Mas não, a escolha foi por outro lado, como tudo no retiro é meticulosamente organizado, essa técnica de marketing no final também é:

Mostrar esse discurso tira qualquer dúvida que você tinha sobre ter se enfiado numa experiência difícil de 10 dias e te coloca num lugar – você fez parte de algo maior, volte, chame outras pessoas, venha se voluntariar no retiro, vamos expandir e alcançar a paz mundial.

The best World Peace memes :) Memedroid

Bom, não concordo que essas coisas de ser feliz e de paz entre todas as religiões são universais, mas são, talvez, conceitos secundários do retiro. A ideia central mesmo é sentar e prestar atenção nas sensações do corpo sem sentir apego ou aversão, é se desapegar.

Difícil, ainda mais por tantos dias e horas: o corpo dói, a cabeça começa a pirar em mil coisas – volta, volta aqui! Presta atenção no ombro direito, o que tem ali? Nada? Tudo bem, bora pro cotovelo…

Crítica 3: Ser desapegado

Haja auto-controle pra não levantar no meio do quinto dia de meditação e lançar um “galera, a gente ta se auto-flagelando aqui!! bora fazer uma trilha!! tem uma cachu aqui perto, bora!!”.

10 dias é muita coisa. Além de estar numa linha tênue entre ser elitista ou anti-capitalista, ficar tanto tempo sem fazer nada é também chato pra cacete.

Por outro lado, rola um imaginário comum que acredita no “fazer coisas chatas leva a bons resultados”, que “constância e disciplina levam mais longe”. O pessoal te olha meio diferente por você conseguir ser capaz de meditar.

Só é um superpoder meditar tanto tempo, porque a gente vive o total oposto disso: sob uma economia baseada em derreter nossas mentes e corpos de prazer.

Todo mundo tem medo de perder o controle, de gastar demais e não conseguir pagar o aluguel, de comer muito e morrer do coração, de transar por aí e morrer na solidão… Logo, cada pessoa tem sua propria fetichizacao da disciplina pra alguma área da vida.

A meditação vipassana mexe com esse imaginário, é um exercício duro, um tratamento de choque para você aprender a não sentir apego e nem aversão, te torna uma pessoa mais resiliente e capaz de aplicar essa habilidade em outras áreas da vida.

Bonito, mas não é “natural” de todas as culturas admirar uma pessoa disciplinada, com total dominação do corpo e da mente, que não tem desejos excessivos. O auto-controle não é natural, não é universal e muito menos um valor moral superior.

■ ■ ■ ■

__Resolva o seguinte__.
1 – Cite literalmente o trecho do texto sobre o retiro de meditação que vai de "Por outro lado, rola" até "corpos de prazer.".
2 – Desloque as coordenadas das respostas somando -54 a cada número e reproduza integralmente os registros, da linha que contém "shape [[156, 219]]." até a linha que contém "[[400, 587], [305, 466]]", ambas incluídas.

■ ■ ■ ■

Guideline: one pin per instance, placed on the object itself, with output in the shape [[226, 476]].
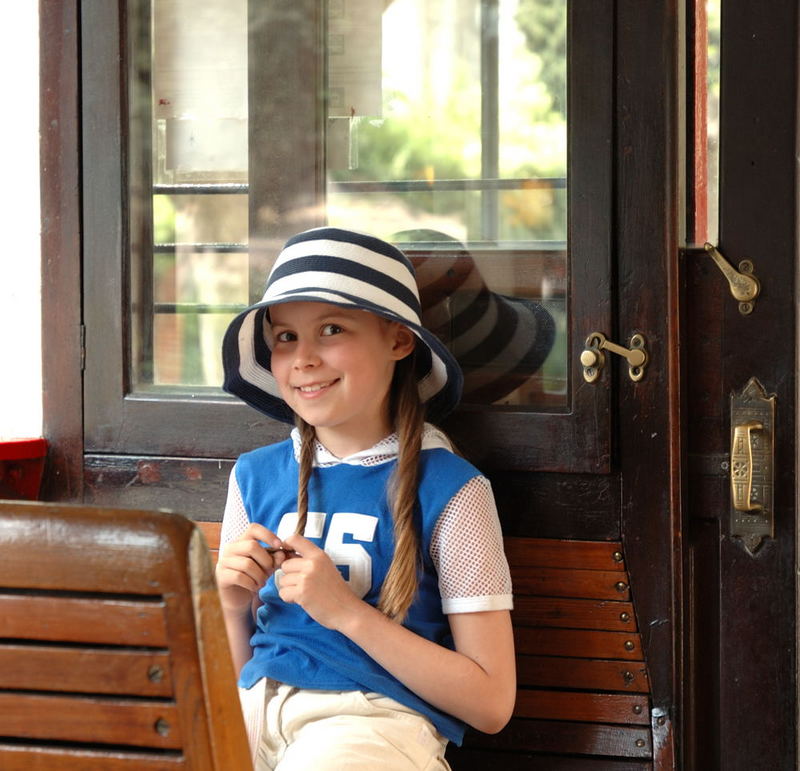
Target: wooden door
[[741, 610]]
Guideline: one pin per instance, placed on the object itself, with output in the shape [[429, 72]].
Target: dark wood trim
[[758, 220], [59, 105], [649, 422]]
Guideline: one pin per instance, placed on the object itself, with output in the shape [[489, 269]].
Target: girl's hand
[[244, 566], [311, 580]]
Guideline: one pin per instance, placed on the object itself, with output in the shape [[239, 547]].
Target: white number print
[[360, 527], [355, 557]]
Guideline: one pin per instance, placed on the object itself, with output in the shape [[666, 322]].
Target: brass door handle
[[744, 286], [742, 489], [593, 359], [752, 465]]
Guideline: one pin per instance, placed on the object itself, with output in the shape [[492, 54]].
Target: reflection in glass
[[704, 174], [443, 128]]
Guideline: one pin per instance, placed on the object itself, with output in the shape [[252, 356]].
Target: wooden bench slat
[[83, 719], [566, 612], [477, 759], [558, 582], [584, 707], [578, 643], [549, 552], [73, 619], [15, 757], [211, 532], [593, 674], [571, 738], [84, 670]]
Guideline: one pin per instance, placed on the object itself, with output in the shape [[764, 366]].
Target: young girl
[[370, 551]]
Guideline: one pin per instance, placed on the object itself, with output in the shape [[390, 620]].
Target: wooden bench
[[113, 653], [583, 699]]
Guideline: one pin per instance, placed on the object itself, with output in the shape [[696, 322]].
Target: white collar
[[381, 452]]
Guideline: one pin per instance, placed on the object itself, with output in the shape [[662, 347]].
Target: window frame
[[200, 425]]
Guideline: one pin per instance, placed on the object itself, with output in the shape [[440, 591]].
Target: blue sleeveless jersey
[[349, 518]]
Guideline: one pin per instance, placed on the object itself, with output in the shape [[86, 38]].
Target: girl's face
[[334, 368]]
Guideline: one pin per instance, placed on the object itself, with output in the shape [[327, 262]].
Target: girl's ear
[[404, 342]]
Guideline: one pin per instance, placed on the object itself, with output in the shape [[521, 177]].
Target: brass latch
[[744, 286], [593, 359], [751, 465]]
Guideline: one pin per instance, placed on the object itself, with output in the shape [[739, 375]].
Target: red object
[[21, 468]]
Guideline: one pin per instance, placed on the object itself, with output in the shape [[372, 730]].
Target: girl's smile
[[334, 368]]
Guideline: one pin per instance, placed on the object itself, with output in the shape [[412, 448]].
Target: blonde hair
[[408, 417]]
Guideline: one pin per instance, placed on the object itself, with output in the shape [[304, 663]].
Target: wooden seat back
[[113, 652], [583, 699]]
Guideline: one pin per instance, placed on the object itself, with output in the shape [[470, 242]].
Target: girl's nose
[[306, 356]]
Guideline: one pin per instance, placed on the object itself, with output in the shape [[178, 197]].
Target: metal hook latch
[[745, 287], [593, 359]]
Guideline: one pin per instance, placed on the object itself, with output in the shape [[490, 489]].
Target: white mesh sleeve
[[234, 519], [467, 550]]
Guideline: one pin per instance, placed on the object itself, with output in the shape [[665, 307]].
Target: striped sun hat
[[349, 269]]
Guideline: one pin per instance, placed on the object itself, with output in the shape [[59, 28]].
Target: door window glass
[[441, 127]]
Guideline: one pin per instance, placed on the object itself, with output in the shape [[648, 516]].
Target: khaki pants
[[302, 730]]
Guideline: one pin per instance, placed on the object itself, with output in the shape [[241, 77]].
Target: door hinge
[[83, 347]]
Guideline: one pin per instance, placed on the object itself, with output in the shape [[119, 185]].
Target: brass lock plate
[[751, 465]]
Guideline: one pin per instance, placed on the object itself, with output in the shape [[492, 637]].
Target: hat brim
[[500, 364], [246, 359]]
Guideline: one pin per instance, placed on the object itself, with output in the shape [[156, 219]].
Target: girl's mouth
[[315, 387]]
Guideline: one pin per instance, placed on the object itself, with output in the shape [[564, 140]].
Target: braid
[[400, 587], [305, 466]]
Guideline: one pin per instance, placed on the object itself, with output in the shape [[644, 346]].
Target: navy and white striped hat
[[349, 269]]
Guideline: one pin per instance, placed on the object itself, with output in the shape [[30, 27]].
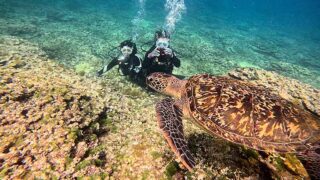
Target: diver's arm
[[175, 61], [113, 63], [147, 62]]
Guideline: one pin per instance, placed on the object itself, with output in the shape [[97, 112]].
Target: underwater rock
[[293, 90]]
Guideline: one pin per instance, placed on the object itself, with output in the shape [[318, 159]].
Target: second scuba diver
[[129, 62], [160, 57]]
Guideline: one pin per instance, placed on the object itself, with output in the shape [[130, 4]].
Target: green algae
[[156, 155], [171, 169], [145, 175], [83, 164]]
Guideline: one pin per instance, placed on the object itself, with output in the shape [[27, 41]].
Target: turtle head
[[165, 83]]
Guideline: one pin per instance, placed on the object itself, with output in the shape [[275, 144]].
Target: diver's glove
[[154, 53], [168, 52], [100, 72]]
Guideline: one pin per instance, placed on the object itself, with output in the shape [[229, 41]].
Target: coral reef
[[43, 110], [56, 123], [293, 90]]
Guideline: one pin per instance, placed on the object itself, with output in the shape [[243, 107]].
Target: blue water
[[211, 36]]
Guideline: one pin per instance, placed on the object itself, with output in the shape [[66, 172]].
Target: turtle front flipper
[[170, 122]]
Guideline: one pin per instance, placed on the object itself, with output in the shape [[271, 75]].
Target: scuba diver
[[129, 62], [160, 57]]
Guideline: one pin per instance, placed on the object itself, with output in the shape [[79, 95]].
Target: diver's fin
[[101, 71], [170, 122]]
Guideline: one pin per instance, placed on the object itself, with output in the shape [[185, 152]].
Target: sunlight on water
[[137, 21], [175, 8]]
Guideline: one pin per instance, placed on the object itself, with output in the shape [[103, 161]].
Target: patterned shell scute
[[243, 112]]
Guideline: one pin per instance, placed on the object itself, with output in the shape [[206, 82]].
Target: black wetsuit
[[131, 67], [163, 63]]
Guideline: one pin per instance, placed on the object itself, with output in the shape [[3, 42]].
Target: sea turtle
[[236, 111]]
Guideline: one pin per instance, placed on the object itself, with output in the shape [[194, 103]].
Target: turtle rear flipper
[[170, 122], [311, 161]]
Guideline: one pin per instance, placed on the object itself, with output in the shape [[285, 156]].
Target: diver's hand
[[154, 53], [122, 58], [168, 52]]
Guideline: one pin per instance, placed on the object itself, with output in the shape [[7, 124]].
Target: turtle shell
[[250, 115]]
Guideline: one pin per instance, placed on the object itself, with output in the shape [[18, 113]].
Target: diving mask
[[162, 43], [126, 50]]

■ ■ ■ ■

__Respostas desenvolvidas__.
1 –
Por outro lado, rola um imaginário comum que acredita no “fazer coisas chatas leva a bons resultados”, que “constância e disciplina levam mais longe”. O pessoal te olha meio diferente por você conseguir ser capaz de meditar.

Só é um superpoder meditar tanto tempo, porque a gente vive o total oposto disso: sob uma economia baseada em derreter nossas mentes e corpos de prazer.

2 –
Guideline: one pin per instance, placed on the object itself, with output in the shape [[156, 219]].
Target: girl's mouth
[[261, 333]]
Guideline: one pin per instance, placed on the object itself, with output in the shape [[564, 140]].
Target: braid
[[346, 533], [251, 412]]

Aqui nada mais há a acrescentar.